O que se pede | Você pode continuar o texto sobre os testes de transgênicos no Brasil a partir do ponto em que ele termina?

Texto original |
++++
Nosso clima é tropical e sub-tropical, nossa biodiversidade é enorme, a microbiologia de nossos solos é diferente e a interação entre os microorganismos também é diversa. Por isto que estes produtos precisam ser testados aqui, com testes sérios e independentes e avaliados com todo o pacote tecnológico e tratos culturais a que serão submetidos em estado real quando cultivados a campo.
Não bastam os relatórios de lá e não bastam as informações da empresa interessada. São insuficientes as informações dos cientistas pagos pelas empresas donas da tecnologia. Precisam ser testados por quem tem atribuição legal para tanto e se responsabiliza judicialmente pelo que escreve nos relatórios oficiais.
E isto cabe, pela legislação brasileira, à ANVISA ( Agência Nacional de Vigilância Sanitária) no que tange à Saúde; ao IBAMA (Instituto Brasileiro do Meio Ambiente) no que tange aos efeitos no solo, na água e natureza em geral; ao Ministério da Agricultura no que tange à certificação das sementes e ao Ministério da Pesca no que tange a reprodução de peixes transgênicos.
É difícil entender porque tanto medo destes testes em solo, clima e meio ambiente brasileiro. Será porque os próprios promotores dos transgênicos já sabem que há sérios problemas, aliás já alertados por inúmeros cientistas independentes em várias partes do mundo? Quem não deve, não teme.
E onde tem fumaça, tem fogo.
++++
Dados apresentados |
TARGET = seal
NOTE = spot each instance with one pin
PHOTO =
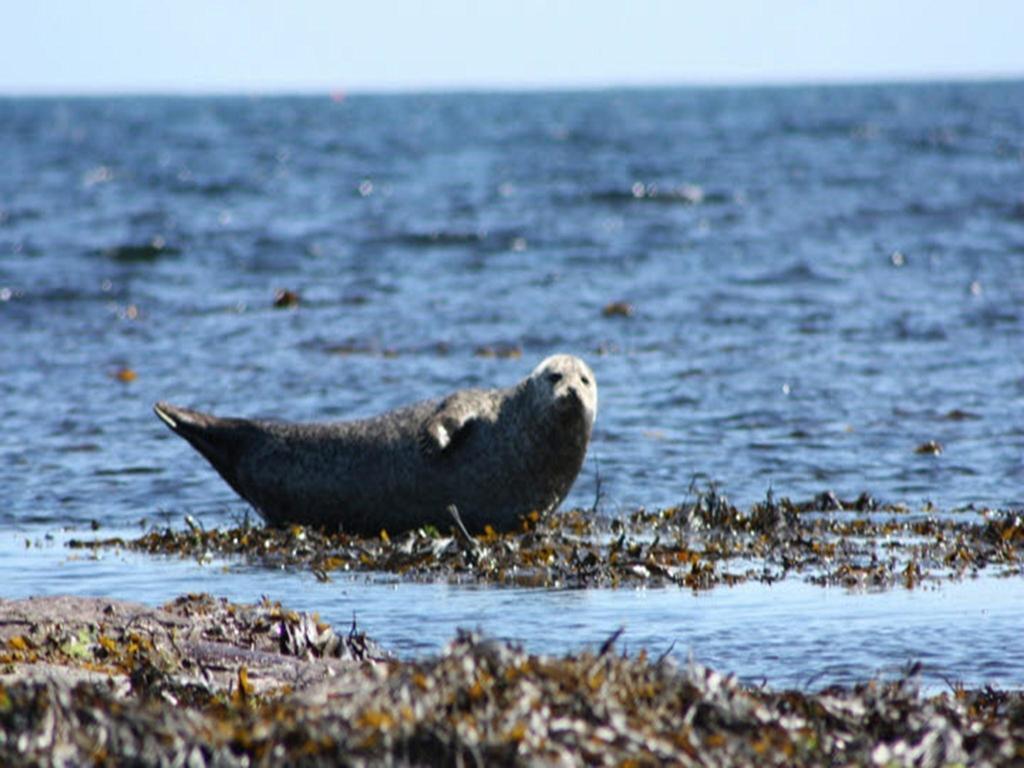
(495, 454)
++++
Resultado da tarefa |
O Fim do Primeiro Encanto
Não há mais grandes entusiasmos com a soja transgênica no Rio Grande do Sul. Ainda não começou o desencanto, mas não tem mais o encanto inicial. Os custos subiram. Navios voltaram. Os preços caíram.
A eficácia do roundup diminui ano a ano. Novas pragas surgiram. Os pomares e hortas próximos da soja envenenada minguam. A transgênica sofreu mais com a estiagem. A cobrança de royalties era verdade e não invenção dos inimigos da tecnologia. A onda de fanatismo que cegou a tantos está dando lugar a uma avaliação mais serena e mais pé no chão.
Algumas multinacionais querem monopolizar de ponta a ponta as principais cadeias produtivas de alimentos. O controle da indústria de sementes e de insumos é estratégico para alcançar este objetivo. No polo oposto da dialética, uma nação com enorme potencial agrícola como o Brasil, tem que pautar seu desenvolvimento rural nas potencialidades de sua enorme agrobiodiversidade, em seus sistemas camponeses de produção e convivência com os agroecosistemas locais e na independência tecnológica, científica, industrial e comercial nesta área vital para nossa soberania e nosso desenvolvimento.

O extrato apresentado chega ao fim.